GOAL —
Transcribe, exactly as they appear, only the lines from the one holding "What region does the deadbolt" through the end of the entries below.

*****

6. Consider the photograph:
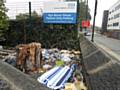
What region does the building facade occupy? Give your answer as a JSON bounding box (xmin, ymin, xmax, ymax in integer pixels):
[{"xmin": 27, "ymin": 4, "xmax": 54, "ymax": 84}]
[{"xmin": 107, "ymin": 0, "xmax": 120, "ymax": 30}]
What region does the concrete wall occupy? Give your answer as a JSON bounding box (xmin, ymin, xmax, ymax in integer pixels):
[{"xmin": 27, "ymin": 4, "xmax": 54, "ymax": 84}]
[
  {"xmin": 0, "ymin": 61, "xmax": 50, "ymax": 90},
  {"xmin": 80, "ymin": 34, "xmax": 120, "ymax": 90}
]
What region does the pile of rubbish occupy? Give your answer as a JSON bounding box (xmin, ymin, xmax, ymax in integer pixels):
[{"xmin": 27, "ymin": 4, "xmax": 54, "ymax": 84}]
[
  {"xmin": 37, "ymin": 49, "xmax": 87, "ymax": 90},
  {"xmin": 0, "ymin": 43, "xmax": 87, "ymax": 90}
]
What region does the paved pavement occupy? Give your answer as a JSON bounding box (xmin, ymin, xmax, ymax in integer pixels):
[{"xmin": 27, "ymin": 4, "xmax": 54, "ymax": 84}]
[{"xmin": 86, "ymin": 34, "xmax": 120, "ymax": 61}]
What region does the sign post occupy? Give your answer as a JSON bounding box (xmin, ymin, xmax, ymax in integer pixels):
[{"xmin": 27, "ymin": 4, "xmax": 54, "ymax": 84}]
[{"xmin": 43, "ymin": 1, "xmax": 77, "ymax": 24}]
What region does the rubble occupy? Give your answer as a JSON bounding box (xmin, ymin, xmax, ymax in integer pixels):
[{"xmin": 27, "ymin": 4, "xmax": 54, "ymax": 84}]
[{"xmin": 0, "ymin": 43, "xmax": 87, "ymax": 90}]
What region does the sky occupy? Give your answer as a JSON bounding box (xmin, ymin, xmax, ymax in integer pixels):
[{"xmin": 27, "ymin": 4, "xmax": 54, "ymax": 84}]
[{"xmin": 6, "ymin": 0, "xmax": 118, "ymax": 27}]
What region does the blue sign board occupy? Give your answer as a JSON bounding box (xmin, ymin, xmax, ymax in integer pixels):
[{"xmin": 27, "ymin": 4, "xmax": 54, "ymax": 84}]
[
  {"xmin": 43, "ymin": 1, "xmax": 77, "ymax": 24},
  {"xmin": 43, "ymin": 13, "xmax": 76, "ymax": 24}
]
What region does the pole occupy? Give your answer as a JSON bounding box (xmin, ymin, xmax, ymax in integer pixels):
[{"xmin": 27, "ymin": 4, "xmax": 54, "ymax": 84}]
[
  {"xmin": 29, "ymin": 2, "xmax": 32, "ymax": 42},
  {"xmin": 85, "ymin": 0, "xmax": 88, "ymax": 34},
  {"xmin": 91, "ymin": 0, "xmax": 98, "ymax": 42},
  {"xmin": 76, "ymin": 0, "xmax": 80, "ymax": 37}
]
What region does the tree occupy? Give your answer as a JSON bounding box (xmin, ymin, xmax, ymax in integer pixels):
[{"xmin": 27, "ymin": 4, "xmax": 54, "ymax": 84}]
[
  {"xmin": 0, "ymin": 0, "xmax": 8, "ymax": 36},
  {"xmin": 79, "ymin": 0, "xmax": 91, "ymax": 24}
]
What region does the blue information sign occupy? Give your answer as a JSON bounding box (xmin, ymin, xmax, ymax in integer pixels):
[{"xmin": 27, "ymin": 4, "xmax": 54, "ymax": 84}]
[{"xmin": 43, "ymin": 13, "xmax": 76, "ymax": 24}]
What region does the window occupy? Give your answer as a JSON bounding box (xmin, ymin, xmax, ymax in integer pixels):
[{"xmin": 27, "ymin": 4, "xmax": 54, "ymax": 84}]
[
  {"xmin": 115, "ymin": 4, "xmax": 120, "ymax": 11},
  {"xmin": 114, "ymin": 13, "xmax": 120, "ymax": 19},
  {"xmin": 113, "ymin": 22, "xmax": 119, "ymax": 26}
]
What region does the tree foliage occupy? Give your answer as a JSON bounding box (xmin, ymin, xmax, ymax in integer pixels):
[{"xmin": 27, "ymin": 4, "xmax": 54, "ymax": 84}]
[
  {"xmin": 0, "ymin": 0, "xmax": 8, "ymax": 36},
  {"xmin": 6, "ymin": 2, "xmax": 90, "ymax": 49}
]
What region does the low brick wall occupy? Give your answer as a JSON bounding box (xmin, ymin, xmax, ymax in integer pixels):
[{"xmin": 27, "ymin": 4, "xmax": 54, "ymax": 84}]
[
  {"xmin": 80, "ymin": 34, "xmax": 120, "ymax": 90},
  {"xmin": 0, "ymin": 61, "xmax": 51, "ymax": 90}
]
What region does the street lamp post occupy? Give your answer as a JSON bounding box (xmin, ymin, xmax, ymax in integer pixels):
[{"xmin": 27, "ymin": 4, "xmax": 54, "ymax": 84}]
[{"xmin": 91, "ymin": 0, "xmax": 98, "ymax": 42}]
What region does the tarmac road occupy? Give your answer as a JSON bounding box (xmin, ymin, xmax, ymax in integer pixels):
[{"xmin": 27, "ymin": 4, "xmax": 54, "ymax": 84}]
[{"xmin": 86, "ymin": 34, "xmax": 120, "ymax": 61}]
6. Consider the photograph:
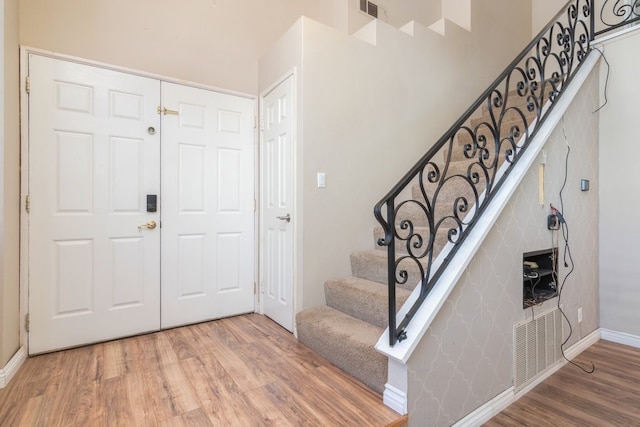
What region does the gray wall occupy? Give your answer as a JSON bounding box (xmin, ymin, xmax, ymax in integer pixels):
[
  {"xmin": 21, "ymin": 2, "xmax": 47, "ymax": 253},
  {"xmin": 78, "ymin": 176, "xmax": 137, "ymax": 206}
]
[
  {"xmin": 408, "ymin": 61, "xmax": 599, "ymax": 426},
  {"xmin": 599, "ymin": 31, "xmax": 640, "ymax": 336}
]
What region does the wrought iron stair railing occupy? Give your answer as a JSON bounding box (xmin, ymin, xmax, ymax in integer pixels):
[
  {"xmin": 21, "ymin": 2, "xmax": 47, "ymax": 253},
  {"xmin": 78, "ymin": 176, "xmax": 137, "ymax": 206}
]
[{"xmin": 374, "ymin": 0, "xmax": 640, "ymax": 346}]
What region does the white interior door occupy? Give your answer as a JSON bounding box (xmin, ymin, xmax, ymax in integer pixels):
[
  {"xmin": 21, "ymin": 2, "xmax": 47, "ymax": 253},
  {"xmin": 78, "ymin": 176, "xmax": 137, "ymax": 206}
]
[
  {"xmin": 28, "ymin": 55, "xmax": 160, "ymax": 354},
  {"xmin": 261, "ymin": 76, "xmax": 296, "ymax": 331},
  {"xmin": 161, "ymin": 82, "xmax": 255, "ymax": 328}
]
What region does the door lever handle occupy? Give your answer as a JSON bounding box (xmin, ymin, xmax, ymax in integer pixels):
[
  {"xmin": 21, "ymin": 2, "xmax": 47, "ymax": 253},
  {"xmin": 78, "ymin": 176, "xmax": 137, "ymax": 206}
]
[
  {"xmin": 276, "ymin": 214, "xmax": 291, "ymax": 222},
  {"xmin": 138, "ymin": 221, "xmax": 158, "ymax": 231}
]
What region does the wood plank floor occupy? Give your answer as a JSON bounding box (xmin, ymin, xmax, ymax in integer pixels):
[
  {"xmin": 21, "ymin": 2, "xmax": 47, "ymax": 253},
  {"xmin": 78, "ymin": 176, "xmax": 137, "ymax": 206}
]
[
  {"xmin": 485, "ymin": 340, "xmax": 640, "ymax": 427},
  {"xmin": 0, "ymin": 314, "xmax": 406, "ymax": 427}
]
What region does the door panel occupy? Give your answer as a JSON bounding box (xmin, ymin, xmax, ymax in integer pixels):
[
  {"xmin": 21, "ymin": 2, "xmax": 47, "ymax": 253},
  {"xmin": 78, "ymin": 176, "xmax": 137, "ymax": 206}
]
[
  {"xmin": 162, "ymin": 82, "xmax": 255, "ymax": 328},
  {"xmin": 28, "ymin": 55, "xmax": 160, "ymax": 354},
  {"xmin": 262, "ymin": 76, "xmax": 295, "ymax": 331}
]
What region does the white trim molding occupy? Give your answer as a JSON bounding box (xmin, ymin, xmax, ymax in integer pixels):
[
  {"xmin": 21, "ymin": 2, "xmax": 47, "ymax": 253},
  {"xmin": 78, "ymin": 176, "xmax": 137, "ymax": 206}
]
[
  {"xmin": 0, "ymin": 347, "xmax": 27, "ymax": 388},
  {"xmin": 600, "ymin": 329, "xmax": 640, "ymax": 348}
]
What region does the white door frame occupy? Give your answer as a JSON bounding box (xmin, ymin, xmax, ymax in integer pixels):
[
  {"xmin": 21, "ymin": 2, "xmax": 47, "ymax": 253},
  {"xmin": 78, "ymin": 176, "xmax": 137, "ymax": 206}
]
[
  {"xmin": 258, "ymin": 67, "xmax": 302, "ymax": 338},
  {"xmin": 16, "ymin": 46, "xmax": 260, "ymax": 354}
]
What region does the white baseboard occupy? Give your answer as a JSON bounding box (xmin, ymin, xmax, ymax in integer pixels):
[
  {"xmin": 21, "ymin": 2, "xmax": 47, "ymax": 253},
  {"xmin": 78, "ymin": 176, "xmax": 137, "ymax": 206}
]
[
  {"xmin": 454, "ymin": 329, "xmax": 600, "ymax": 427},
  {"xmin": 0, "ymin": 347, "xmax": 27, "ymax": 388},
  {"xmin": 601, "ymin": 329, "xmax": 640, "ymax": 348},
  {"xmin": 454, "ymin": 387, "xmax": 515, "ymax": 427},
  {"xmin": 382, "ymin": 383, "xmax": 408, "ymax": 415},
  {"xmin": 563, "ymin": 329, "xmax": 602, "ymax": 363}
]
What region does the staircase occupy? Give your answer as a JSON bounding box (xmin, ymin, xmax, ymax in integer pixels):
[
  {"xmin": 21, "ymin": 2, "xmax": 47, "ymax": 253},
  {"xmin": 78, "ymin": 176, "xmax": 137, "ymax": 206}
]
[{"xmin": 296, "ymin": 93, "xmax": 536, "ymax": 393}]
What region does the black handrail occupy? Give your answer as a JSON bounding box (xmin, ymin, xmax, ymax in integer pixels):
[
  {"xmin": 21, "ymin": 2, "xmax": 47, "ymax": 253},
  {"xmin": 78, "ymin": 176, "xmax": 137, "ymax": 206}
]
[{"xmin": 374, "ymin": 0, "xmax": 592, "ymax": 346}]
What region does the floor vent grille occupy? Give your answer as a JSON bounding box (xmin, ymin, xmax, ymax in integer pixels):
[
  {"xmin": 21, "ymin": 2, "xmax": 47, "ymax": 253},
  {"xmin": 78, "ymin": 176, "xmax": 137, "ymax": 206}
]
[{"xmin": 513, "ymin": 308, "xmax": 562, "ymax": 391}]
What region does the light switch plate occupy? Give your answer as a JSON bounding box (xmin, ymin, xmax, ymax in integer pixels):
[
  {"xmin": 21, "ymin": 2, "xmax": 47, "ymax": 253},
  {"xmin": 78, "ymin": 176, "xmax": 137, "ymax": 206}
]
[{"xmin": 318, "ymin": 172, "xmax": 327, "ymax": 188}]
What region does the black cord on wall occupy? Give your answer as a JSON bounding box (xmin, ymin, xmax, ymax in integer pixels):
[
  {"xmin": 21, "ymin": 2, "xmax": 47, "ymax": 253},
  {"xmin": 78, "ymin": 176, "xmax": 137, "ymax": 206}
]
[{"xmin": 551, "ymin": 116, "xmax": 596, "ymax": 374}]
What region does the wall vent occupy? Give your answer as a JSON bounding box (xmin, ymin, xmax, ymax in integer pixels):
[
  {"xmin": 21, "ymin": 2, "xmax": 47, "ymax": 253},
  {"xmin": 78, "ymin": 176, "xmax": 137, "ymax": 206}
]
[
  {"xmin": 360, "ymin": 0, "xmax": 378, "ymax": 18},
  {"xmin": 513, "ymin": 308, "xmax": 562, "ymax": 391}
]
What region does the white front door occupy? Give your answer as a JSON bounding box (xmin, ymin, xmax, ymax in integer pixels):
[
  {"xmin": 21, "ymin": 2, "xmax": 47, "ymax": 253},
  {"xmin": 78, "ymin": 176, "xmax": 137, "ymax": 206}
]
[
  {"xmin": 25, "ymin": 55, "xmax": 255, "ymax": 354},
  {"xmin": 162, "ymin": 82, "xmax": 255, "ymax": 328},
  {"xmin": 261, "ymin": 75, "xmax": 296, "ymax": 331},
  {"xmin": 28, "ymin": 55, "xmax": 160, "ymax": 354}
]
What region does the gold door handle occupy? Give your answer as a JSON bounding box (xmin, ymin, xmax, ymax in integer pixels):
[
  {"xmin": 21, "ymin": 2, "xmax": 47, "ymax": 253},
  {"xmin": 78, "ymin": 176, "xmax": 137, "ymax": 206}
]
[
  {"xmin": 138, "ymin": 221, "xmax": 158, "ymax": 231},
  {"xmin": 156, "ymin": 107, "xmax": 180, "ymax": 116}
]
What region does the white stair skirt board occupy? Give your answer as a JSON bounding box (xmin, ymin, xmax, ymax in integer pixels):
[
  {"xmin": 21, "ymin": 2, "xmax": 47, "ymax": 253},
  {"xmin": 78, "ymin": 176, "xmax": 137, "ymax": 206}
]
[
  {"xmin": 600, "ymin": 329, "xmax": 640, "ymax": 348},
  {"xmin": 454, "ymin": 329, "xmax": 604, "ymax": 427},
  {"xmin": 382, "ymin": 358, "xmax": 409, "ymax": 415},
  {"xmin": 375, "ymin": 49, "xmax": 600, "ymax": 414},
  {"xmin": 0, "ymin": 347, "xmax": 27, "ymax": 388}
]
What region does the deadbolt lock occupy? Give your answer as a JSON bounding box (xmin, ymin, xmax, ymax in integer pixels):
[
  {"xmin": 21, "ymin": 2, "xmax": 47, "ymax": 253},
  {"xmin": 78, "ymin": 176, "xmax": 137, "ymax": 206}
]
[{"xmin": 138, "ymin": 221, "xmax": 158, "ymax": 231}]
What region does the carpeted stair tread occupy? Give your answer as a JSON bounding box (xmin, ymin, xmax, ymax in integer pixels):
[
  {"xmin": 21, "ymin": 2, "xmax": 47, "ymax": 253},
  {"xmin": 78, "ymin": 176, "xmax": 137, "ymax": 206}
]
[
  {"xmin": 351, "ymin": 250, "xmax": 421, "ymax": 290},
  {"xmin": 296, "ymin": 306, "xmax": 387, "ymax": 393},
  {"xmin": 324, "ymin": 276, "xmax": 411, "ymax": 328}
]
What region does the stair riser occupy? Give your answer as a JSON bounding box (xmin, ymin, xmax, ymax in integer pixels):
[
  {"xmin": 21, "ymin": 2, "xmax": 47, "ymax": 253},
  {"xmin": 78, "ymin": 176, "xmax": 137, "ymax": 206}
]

*****

THE ANSWER —
What region does the deadbolt lock occupy? Give your answer as a JSON bounding box (xmin, ymin, xmax, ymax in integer pixels):
[
  {"xmin": 21, "ymin": 2, "xmax": 47, "ymax": 253},
  {"xmin": 78, "ymin": 176, "xmax": 137, "ymax": 206}
]
[{"xmin": 138, "ymin": 221, "xmax": 158, "ymax": 231}]
What region does the carpeted stair tread occupy? Give your answer as a JSON bounding box (xmin, ymin, xmax, ymax in integer pixels):
[
  {"xmin": 21, "ymin": 2, "xmax": 47, "ymax": 253},
  {"xmin": 78, "ymin": 176, "xmax": 137, "ymax": 206}
]
[
  {"xmin": 351, "ymin": 250, "xmax": 421, "ymax": 290},
  {"xmin": 296, "ymin": 306, "xmax": 387, "ymax": 393},
  {"xmin": 324, "ymin": 276, "xmax": 411, "ymax": 328}
]
What region does the stair riser occupy? Give your answer as a JSON bounding box (xmin, ymin, xmax, ymax in integer pixels):
[
  {"xmin": 21, "ymin": 2, "xmax": 47, "ymax": 253},
  {"xmin": 78, "ymin": 176, "xmax": 137, "ymax": 206}
]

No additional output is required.